**Document passage:**
All of this runs in under 1 millisecond per request on commodity hardware. CPU only, no GPU.

Every request now has detection results available via HttpContext extensions:

app.MapGet("/", (HttpContext ctx) => Results.Ok(new
{
    isBot = ctx.IsBot(),
    probability = ctx.GetBotProbability(),     // 0.0-1.0: how likely it's a bot
    confidence = ctx.GetDetectionConfidence(),  // 0.0-1.0: how certain the system is
    type = ctx.GetBotType()?.ToString(),
    name = ctx.GetBotName()
}));

Detection runs but nothing blocks. You decide what to do with the results.


Block All Bots, Whole App

If you just want to block bots from your entire application - no per-endpoint config, no attributes - it's one line of JSON:

{
  "BotDetection": {
    "BlockDetectedBots": true
  }
}

That's it. Detected bots above your block-confidence threshold get a 403 (MinConfidenceToBlock defaults to 0.8). Search engines (Googlebot, Bingbot), social media previews (Facebook, Twitter/X), and monitoring bots (UptimeRobot, Pingdom) are allowed through by default - because you almost certainly want those.

**Provided material:**

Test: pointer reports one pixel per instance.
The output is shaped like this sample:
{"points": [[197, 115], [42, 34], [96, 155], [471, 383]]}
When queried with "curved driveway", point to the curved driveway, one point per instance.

**Set of tasks:**
A – Answer these questions about the bot detection passage, one line each: (i) How much time per request does detection take, and on what hardware? (ii) What is the default value of MinConfidenceToBlock? (iii) What response do detected bots get once BlockDetectedBots is set to true?
B – List every HttpContext extension method called in the code sample of the bot detection passage.

**Responses to the exercise:**
A –
(i) Under 1 millisecond per request on commodity hardware, using CPU only with no GPU.
(ii) 0.8.
(iii) A 403.

B –
IsBot()
GetBotProbability()
GetDetectionConfidence()
GetBotType()
GetBotName()